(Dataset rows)
▽
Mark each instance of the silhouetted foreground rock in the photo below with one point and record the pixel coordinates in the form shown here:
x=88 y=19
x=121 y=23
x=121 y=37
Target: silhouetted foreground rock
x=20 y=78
△
[Aim of the task] Present every line of the data above as a Markdown table with the columns "Row" and "Content," numbering each line in order and leaving out any blank lines.

[Result of the exercise]
| Row | Content |
|---|---|
| 1 | Mark each instance of the silhouetted foreground rock in the photo below with one point and record the pixel coordinates in the form shown here: |
| 2 | x=88 y=19 |
| 3 | x=121 y=23 |
| 4 | x=121 y=37 |
| 5 | Target: silhouetted foreground rock |
| 6 | x=20 y=78 |